**What is required:**
Put every line of the material below into a numbered list, leaving out the blank lines.

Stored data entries
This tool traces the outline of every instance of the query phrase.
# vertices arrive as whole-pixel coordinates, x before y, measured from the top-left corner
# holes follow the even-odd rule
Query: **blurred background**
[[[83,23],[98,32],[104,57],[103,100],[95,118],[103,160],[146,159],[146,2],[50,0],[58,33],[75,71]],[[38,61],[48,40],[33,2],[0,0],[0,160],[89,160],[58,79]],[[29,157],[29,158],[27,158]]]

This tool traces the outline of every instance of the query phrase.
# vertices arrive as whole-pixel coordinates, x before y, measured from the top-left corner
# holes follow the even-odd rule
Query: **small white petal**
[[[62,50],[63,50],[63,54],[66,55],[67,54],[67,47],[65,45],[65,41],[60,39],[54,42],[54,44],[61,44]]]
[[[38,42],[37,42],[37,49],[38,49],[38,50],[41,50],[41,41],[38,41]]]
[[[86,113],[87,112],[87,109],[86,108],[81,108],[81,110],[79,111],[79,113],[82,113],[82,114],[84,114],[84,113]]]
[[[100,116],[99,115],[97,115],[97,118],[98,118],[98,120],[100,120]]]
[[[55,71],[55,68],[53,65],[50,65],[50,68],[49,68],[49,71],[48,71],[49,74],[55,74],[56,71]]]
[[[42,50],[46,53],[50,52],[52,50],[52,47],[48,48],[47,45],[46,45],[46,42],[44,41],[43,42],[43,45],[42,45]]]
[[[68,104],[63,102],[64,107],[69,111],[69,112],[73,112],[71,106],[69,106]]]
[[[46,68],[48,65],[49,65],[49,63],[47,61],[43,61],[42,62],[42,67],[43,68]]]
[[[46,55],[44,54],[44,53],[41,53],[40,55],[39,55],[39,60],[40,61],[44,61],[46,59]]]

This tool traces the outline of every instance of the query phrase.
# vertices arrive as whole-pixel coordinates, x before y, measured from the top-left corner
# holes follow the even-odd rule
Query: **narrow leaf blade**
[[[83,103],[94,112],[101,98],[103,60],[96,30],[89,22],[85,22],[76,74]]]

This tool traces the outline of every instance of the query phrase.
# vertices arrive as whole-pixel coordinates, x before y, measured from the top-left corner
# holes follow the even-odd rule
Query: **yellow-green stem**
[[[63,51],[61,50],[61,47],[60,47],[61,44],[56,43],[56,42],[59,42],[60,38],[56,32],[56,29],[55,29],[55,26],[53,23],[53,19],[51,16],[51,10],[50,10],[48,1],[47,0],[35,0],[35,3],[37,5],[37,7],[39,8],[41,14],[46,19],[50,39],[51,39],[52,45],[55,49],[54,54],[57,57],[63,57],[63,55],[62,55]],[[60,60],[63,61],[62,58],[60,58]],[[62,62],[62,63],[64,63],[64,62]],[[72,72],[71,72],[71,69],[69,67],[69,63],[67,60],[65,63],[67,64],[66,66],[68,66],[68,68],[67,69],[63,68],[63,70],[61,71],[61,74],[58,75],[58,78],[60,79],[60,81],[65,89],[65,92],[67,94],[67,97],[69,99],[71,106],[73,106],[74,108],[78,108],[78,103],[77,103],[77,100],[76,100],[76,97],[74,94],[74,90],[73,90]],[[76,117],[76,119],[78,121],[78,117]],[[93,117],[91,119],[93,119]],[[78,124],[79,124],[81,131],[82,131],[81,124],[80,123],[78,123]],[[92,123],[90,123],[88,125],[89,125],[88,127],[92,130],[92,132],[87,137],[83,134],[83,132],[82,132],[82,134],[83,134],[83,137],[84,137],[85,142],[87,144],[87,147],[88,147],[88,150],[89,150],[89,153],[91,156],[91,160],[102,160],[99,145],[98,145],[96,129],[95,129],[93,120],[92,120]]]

**Solution to the exercise:**
1. This tool traces the outline of every instance of the query phrase.
2. # vertices arrive as whole-pixel coordinates, x before y, measured from the top-left corner
3. # holes follow the even-odd rule
4. Query: **blurred background**
5. [[[83,23],[98,32],[104,57],[103,100],[95,118],[103,160],[146,159],[146,2],[50,0],[58,33],[75,71]],[[38,61],[48,40],[33,2],[0,0],[0,160],[89,160],[58,79]],[[29,157],[29,158],[27,158]]]
6. This tool traces the outline of every instance of the query phrase.
7. # vertices arrive as whole-pixel coordinates, x before y, measured from the top-left corner
8. # holes follow the even-odd rule
9. Query: **small white petal**
10. [[[62,50],[63,50],[63,54],[66,55],[67,54],[67,47],[65,45],[65,41],[60,39],[54,42],[54,44],[61,44]]]
11. [[[38,42],[37,42],[37,49],[38,49],[38,50],[41,50],[41,41],[38,41]]]
12. [[[86,113],[87,112],[87,109],[86,108],[81,108],[81,110],[79,111],[79,113],[82,113],[82,114],[84,114],[84,113]]]
13. [[[100,116],[99,115],[97,115],[97,118],[98,118],[98,120],[100,120]]]
14. [[[55,71],[55,68],[53,65],[50,65],[50,68],[49,68],[49,71],[48,71],[49,74],[55,74],[56,71]]]
15. [[[42,50],[46,53],[50,52],[52,50],[52,47],[48,48],[47,45],[46,45],[46,42],[44,41],[43,42],[43,45],[42,45]]]
16. [[[68,104],[63,102],[64,107],[69,111],[69,112],[73,112],[71,106],[69,106]]]
17. [[[46,68],[48,65],[49,65],[49,63],[47,61],[43,61],[42,62],[42,67],[43,68]]]
18. [[[46,55],[44,54],[44,53],[41,53],[40,55],[39,55],[39,60],[40,61],[44,61],[46,59]]]
19. This tool traces the outline of every instance of the query phrase.
20. # vertices arrive as whole-pixel coordinates, x before y, measured from the top-left corner
21. # holes follow the even-odd rule
22. Query: **narrow leaf blade**
23. [[[83,103],[94,112],[101,98],[103,60],[96,30],[89,22],[85,22],[76,74]]]
24. This tool traces the outline of every instance of the query phrase.
25. # vertices arrive as whole-pixel coordinates, x before y, measured from the top-left corner
26. # holes follow the even-odd rule
27. Query: **yellow-green stem**
28. [[[63,51],[61,50],[61,47],[60,47],[61,44],[56,43],[56,42],[59,42],[60,38],[56,32],[56,29],[55,29],[55,26],[53,23],[53,19],[51,16],[51,10],[50,10],[48,1],[47,0],[35,0],[35,3],[37,5],[37,7],[39,8],[41,14],[46,19],[50,39],[51,39],[52,45],[55,49],[54,54],[57,57],[63,57],[63,55],[62,55]],[[60,60],[63,61],[62,58],[60,58]],[[62,62],[62,63],[64,63],[64,62]],[[72,72],[71,72],[71,69],[69,67],[69,63],[67,60],[65,63],[67,64],[66,66],[68,66],[68,68],[67,69],[63,68],[63,70],[61,71],[61,74],[58,75],[58,78],[60,79],[60,81],[65,89],[65,92],[67,94],[67,97],[69,99],[71,106],[73,106],[74,108],[78,108],[78,103],[77,103],[77,100],[76,100],[76,97],[74,94],[74,90],[73,90]],[[76,117],[76,119],[78,121],[78,117]],[[93,117],[91,119],[93,119]],[[78,124],[79,124],[81,131],[82,131],[81,124],[80,123],[78,123]],[[92,123],[90,123],[88,125],[89,125],[88,127],[92,130],[92,132],[87,137],[83,134],[83,132],[82,132],[82,134],[83,134],[83,137],[84,137],[85,142],[87,144],[87,147],[88,147],[88,150],[89,150],[89,153],[91,156],[91,160],[102,160],[99,145],[98,145],[96,129],[95,129],[93,120],[92,120]]]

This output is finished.